**The task:**
Using the text below on quilt labeling, explain in one to three sentences why the writer says a quilt should be labeled.

I was sort of clueless about labeling quilts until I listened to Quilting for The Rest of us – Episode 27 “In Which We Document Our Quilts“. I hadn’t labeled any of my projects and really didn’t see the importance of doing it. Listen to the episode if you haven’t – Sandy has some great suggestions on labeling and keeping quilt diaries. I wanted to expand on this a bit and do a blog post on quilt labeling especially after receiving an e-mail from one of my readers, Laura, that asked about my Rainbow Insomnia label.
Let me start by saying flat out: I’m not an expert on quilt labeling. Right now I’m going by the belief that any label is better than no label at all. Why Label My Quilt?
If you haven’t had the chance to visit a quilt museum yet you should go take a look at one. There are lots of antique quilts that were not labeled so we have no idea who the maker is, when it was made, where it was made, and what the maker was thinking. I know many of us aren’t thinking of our quilt being passed down 50-100 years from now but perhaps you came across an antique quilt in your life and you wondered how it came to be. Wouldn’t a label have been nice to give you a little history?

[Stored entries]

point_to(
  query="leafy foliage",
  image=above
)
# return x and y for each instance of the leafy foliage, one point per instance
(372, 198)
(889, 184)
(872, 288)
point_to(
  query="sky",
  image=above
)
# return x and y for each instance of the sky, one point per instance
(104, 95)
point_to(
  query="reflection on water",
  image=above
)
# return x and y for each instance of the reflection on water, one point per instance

**Solved exercise:**
Many antique quilts in museums were never labeled, so no one knows who made them, when or where they were made, or what the maker was thinking. A label would preserve a little of that history for anyone who later comes across the quilt and wonders how it came to be.